[Photo-based referring expression data]
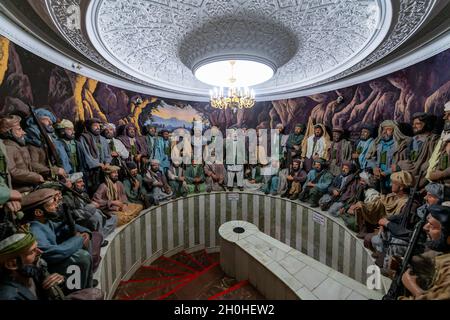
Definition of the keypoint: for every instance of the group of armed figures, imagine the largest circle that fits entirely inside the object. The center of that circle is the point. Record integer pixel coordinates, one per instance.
(62, 192)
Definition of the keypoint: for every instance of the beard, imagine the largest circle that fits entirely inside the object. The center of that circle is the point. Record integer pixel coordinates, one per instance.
(51, 215)
(95, 132)
(20, 141)
(29, 270)
(68, 137)
(109, 136)
(79, 190)
(419, 131)
(439, 245)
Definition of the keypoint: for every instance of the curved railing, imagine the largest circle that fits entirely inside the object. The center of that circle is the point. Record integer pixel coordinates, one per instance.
(192, 224)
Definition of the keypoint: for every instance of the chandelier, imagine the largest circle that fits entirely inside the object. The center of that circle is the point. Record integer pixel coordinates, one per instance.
(236, 97)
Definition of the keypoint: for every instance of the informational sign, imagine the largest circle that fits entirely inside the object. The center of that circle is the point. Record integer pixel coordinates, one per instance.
(233, 196)
(318, 218)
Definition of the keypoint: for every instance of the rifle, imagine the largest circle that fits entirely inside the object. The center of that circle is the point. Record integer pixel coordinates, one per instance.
(63, 187)
(127, 171)
(69, 220)
(344, 188)
(52, 154)
(397, 285)
(316, 179)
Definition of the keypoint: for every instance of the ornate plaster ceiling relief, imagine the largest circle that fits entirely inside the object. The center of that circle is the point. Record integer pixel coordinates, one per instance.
(66, 16)
(159, 43)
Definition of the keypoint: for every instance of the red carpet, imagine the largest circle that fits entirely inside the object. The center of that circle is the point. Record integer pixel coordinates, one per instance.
(185, 276)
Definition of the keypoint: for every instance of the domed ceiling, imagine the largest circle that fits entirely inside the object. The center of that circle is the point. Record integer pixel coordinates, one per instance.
(157, 43)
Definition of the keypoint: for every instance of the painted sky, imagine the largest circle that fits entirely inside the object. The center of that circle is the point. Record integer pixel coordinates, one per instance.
(167, 111)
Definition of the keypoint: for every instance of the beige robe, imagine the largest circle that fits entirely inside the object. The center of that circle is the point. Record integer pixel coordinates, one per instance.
(440, 289)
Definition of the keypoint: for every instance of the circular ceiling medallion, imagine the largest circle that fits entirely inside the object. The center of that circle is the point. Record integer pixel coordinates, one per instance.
(233, 73)
(163, 41)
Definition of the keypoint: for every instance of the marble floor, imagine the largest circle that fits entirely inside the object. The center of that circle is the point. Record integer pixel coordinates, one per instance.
(195, 276)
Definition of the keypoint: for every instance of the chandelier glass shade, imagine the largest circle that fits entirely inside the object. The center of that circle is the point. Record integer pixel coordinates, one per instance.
(235, 76)
(236, 98)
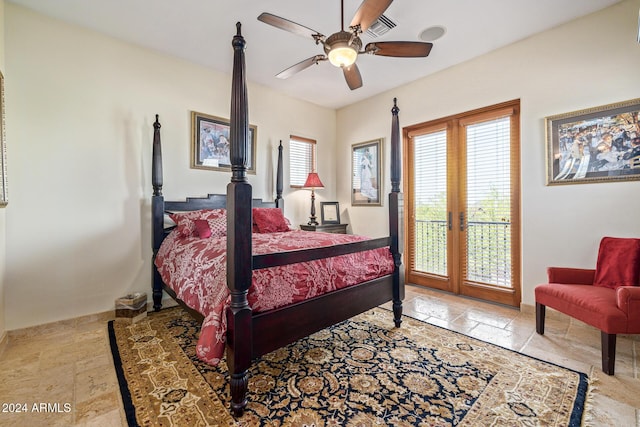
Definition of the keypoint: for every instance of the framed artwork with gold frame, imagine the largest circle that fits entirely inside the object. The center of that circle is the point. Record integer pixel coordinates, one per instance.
(210, 143)
(599, 144)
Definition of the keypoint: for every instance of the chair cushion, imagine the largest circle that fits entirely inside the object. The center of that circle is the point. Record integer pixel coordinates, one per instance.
(618, 263)
(594, 305)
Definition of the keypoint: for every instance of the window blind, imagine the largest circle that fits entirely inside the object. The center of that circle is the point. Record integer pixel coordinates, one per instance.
(488, 201)
(301, 160)
(430, 199)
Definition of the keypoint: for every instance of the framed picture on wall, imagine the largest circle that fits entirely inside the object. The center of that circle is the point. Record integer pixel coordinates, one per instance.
(366, 173)
(598, 144)
(210, 143)
(329, 213)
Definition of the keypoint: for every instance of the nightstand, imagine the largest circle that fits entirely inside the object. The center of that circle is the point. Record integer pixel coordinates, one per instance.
(326, 228)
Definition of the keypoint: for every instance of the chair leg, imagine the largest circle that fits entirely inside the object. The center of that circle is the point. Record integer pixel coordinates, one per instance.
(540, 312)
(608, 352)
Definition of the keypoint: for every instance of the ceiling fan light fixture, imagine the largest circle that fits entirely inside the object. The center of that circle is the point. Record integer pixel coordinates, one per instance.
(342, 55)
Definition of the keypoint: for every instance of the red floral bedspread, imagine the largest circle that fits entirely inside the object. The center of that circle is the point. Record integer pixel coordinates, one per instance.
(196, 270)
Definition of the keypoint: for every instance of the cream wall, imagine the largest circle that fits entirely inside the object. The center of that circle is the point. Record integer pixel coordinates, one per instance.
(3, 216)
(586, 63)
(80, 111)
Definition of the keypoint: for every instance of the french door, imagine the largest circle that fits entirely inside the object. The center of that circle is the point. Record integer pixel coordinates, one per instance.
(463, 203)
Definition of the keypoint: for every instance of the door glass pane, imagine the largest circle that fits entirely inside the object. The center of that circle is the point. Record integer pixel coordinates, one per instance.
(488, 200)
(430, 195)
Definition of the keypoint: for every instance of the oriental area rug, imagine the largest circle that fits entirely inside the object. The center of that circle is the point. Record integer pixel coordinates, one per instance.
(361, 372)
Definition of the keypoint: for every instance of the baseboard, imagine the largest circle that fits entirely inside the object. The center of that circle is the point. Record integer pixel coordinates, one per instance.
(550, 313)
(47, 328)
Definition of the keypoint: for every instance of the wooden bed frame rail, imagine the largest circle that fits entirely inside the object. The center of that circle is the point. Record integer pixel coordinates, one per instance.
(250, 335)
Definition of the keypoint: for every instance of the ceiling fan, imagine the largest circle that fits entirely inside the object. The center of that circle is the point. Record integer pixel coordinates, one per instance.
(342, 48)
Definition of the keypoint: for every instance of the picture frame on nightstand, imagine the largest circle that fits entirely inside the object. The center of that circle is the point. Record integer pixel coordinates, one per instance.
(329, 213)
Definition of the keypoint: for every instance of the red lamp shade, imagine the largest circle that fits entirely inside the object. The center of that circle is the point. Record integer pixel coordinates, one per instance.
(313, 181)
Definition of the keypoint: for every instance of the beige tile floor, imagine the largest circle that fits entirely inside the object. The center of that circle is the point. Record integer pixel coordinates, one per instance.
(68, 366)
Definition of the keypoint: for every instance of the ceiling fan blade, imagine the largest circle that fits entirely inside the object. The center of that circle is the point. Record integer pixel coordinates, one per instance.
(368, 12)
(285, 74)
(292, 27)
(352, 76)
(399, 49)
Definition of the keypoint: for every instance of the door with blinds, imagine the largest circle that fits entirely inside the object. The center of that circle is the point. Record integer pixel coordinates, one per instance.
(463, 180)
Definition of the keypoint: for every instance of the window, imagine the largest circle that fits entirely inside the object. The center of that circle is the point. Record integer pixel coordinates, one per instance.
(302, 159)
(463, 175)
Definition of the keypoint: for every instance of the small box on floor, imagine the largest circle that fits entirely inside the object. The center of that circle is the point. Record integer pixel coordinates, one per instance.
(131, 308)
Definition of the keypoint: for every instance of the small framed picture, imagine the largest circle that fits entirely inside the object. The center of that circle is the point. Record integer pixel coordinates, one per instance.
(366, 173)
(210, 143)
(329, 213)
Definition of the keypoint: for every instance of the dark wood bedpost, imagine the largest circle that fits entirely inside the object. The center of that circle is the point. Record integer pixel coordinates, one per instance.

▶ **Work instructions**
Print nothing but the lines from the one that contains "the window, imagine" to the final line of the data, both included, exactly as they read.

▶ **Result for this exercise**
Definition of the keypoint: for every instance of the window, imagine the largest circle that fits entirely inside the object. The center of that circle is the point. Record integer pixel coordinates, one per instance.
(302, 159)
(463, 175)
Definition of the keypoint: for every instance of the small box on floor, imagine the largest circle that fits entirely inside the object. The center of that circle is the point. Record integer pixel coordinates, one per instance.
(131, 308)
Definition of the keypoint: for every instance of the small framed picture, imagine the largest circle that fits entirely inside the object. The center of that circle is the point. Record integer pixel coordinates, one per instance.
(366, 173)
(210, 143)
(329, 213)
Definition of the keypoint: for every instance of the dark wood bedpost, imagine the largest circle that fits entirely inside the object. The center of that circle is the point. Record integer pixel coordinates, one per instance.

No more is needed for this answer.